(Document text)
[BEGIN]
In [48]:
import numpy
import scipy.io.wavfile
from scipy.fftpack import dct

# Features Extraction
per ora estrae le features di 3.5 secondi di un audio scemo

da migliorare aggiungendo le delta e le delta-delta

In [49]:
sample_rate, signal = scipy.io.wavfile.read('OSR_us_000_0010_8k.wav')  # File assumed to be in the same directory
signal = signal[0:int(3.5 * sample_rate)]  # Keep the first 3.5 seconds

In [39]:
pre_emphasis = 0.97
emphasized_signal = numpy.append(signal[0], signal[1:] - pre_emphasis * signal[:-1])

In [40]:
frame_size = 0.025
frame_stride = 0.01

frame_length, frame_step = frame_size * sample_rate, frame_stride * sample_rate  # Convert from seconds to samples
signal_length = len(emphasized_signal)
frame_length = int(round(frame_length))
frame_step = int(round(frame_step))
num_frames = int(numpy.ceil(float(numpy.abs(signal_length - frame_length)) / frame_step))  # Make sure that we have at least 1 frame

pad_signal_length = num_frames * frame_step + frame_length
z = numpy.zeros((pad_signal_length - signal_length))
pad_signal = numpy.append(emphasized_signal, z) # Pad Signal to make sure that all frames have equal number of samples without truncating any samples from the original signal

indices = numpy.tile(numpy.arange(0, frame_length), (num_frames, 1)) + numpy.tile(numpy.arange(0, num_frames * frame_step, frame_step), (frame_length, 1)).T
frames = pad_signal[indices.astype(numpy.int32, copy=False)]

In [41]:
frames *= numpy.hamming(frame_length)
[END]
(Given problem 1)
In the feature-extraction notebook, what value is pre_emphasis set to?
(Given problem 2)
Reproduce everything in the feature-extraction notebook from "frame_length, frame_step = frame_size" down to "frame_length = int(round(frame_length))".

(Given data)
[BEGIN]
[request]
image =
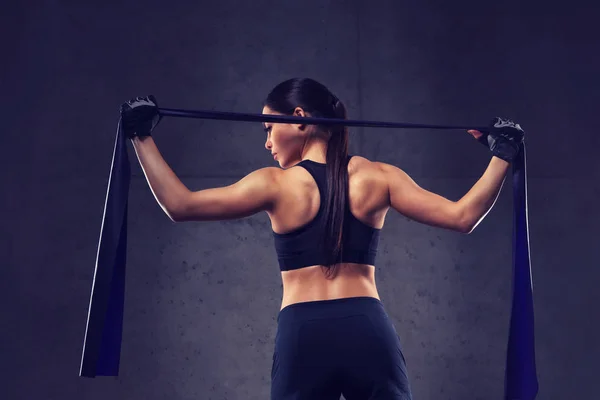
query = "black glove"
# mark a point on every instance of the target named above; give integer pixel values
[END]
(Correct answer 1)
0.97

(Correct answer 2)
frame_length, frame_step = frame_size * sample_rate, frame_stride * sample_rate  # Convert from seconds to samples
signal_length = len(emphasized_signal)
frame_length = int(round(frame_length))